Dokumen Sumber —

Perbedaan mazhab dalam Islam
Assalamualaikum sobat readers, bagaimana kabarnya nih sahabat? semoga selalu dalam lindungan Allah swt ya sahabat.
oiya nih sahabat kali ini mimin mau berbagi informasi mengenai perbedaan mazhab, yuks pantengin terus postan mimin kali ini.
mungkin sobat readers yang shaleh dan shalehah masih ada yang bingung nih mengenai mazhab, sama mimin juga masih belajar kok, kita saling sharing aja ya sahabat, semoga bermanfaat.
1.
Awal
lahirnya mazhab dalam Islam
Ketika Nabi masih berada di
tengah-tengah umat, semua persoalan dikembalikan dan dijawab oleh beliau.
Karena itu di era nubuwah tidak terdapat perbedaan mazhab. Kaum muslimin – baik
suka maupun terpaksa – mengikuti apa yang diputuskan oleh Rasulullah Saw.
Perbedaan mazhab muncul ketika Nabi
yang agung wafat, yakni ketika menetapkan tokoh yang paling layak memimpin umat menggantikan Nabi Saw. Baik Muhajirin maupun Anshor masing-masing
merasa paling layak memimpin umat. Muhajirin berargumentasi, merekalah orang-orang
yang paling awal mendukung kenabian dan paling dekat kekerabatannya dengan
Nabi Saw; sementara Anshor pun berargumentasi, bahwa Islam menjadi besar berkat
perlindungan mereka. Akhirnya Umar bin Khathab r.a. mendeklarasikan Abu Bakar
Shiddiq r.a. (tokoh Muhajirin) sebagai khalifah, yang disetujui oleh sebagian
kaum Anshor.
Keluarga Nabi (Ahlul Bait) yang saat itu sibuk menguruskan jenazah manusia agung
merasa kaget mengapa Abu Bakar yang menjadi khalifah. Mereka, berdasarkan
dalil-dalil yang mereka miliki, memandang bahwa persoalan khalifah sudah
tuntas. Isyarat Al-Quran maupun Nabi Saw, menurut mereka, jelas sekali
menyebutkan bahwa keluarga Nabi-lah yang layak menjadi ulil-amri karena mereka ma`shum
(terbebas dari segala dosa dan kesalahan). Bagi mereka, Ali-lah (Ali bin
Abi Thalib k.w.) khalifah pertama itu
Pada saat itu sebetulnya sudah ada 2
mazhab dalam Islam, yaitu mazhab sahabat (yang dipelopori oleh kaum Muhajirin
dan Anshor) dan mazhab keluarga Nabi (yang dipelopori oleh Ali bin Abi Thalib
k.w., Siti Fathimah Az-Zahro – putri Nabi Saw, dan tokoh-tokoh Bani Hasyim –
kerabat-kerabat Nabi Saw). Inilah sebenarnya benih-benih munculnya 2 mazhab
dalam Islam, yakni mazhab Suni dan mazhab Syi`ah.

Data yang Diberikan —
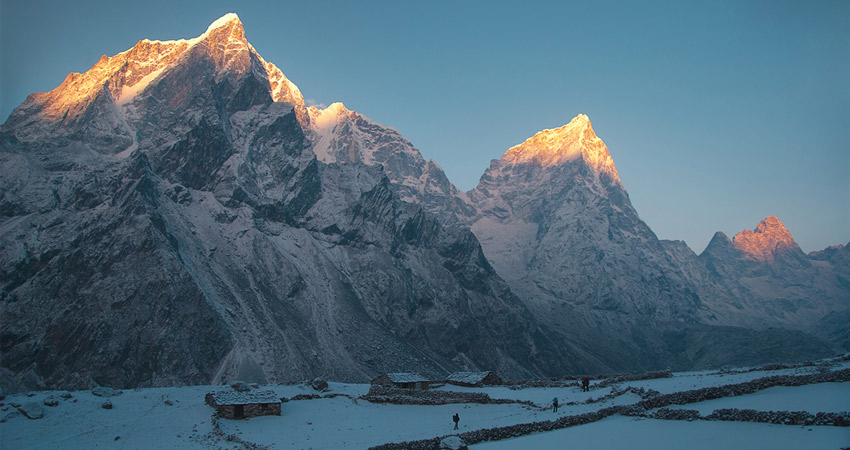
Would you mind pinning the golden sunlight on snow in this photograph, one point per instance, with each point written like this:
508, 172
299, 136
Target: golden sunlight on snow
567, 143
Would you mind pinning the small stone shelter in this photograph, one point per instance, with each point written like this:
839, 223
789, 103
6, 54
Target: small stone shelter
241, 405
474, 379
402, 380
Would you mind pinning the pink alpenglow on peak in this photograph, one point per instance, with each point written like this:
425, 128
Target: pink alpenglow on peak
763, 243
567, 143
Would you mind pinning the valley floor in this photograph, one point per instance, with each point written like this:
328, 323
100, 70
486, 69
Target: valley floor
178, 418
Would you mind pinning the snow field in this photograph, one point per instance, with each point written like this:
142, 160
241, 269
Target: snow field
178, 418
==
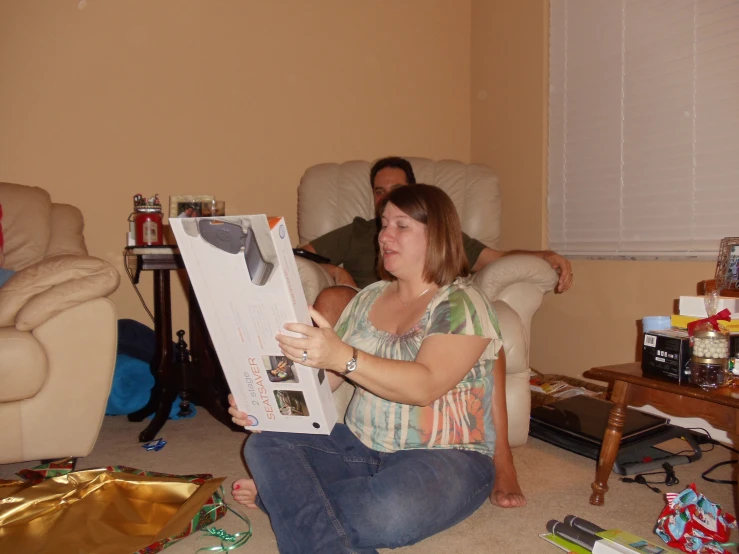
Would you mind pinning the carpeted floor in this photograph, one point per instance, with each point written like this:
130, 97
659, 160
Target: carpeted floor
==
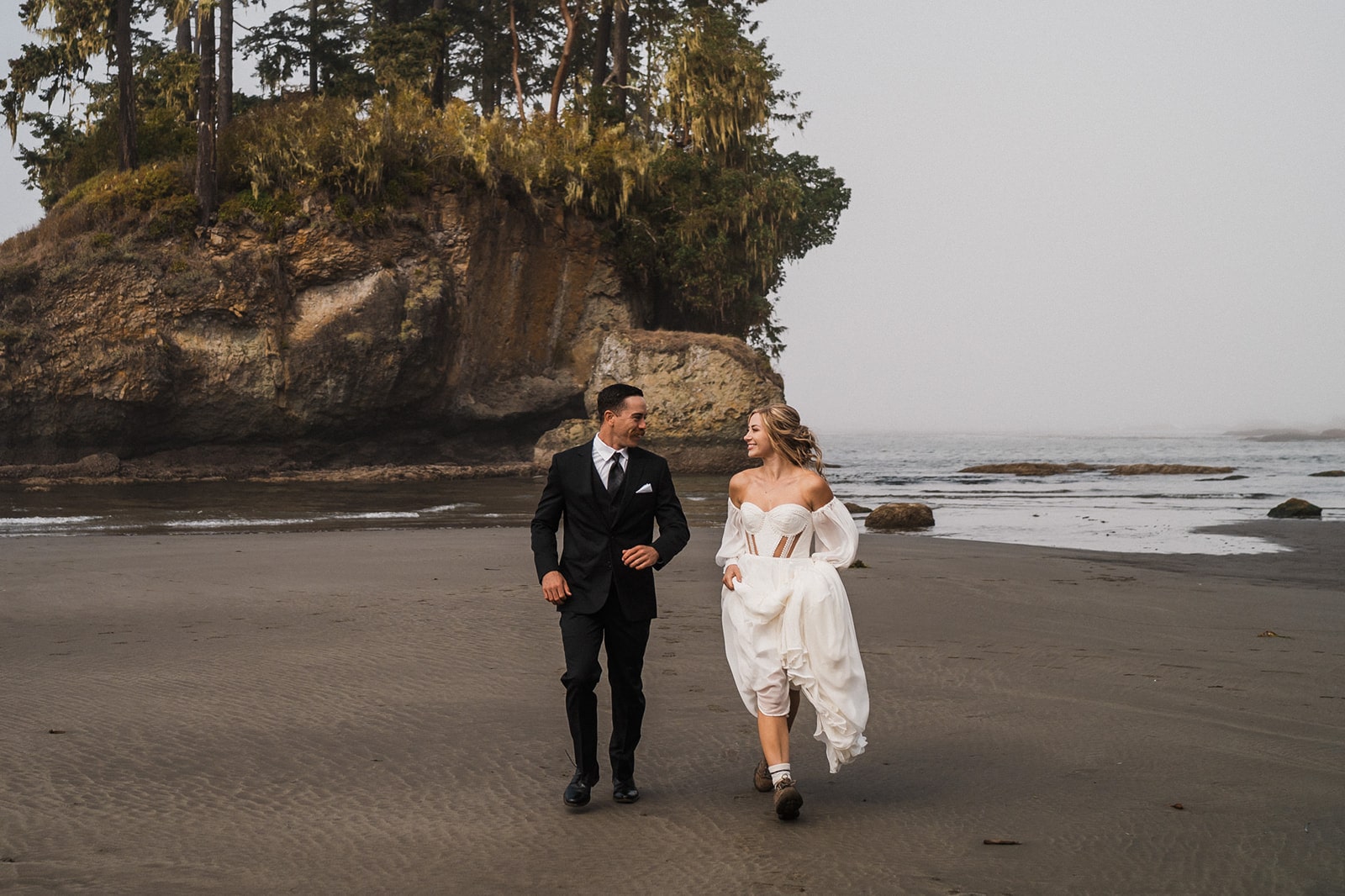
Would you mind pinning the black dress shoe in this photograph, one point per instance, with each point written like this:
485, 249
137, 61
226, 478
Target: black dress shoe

Yang Diminta — Salin tanpa perubahan bagian teks tentang perbedaan mazhab yang dimulai dengan "oiya nih sahabat" dan berlanjut hingga "sahabat, semoga bermanfaat.".

Hasil Latihan —
oiya nih sahabat kali ini mimin mau berbagi informasi mengenai perbedaan mazhab, yuks pantengin terus postan mimin kali ini.
mungkin sobat readers yang shaleh dan shalehah masih ada yang bingung nih mengenai mazhab, sama mimin juga masih belajar kok, kita saling sharing aja ya sahabat, semoga bermanfaat.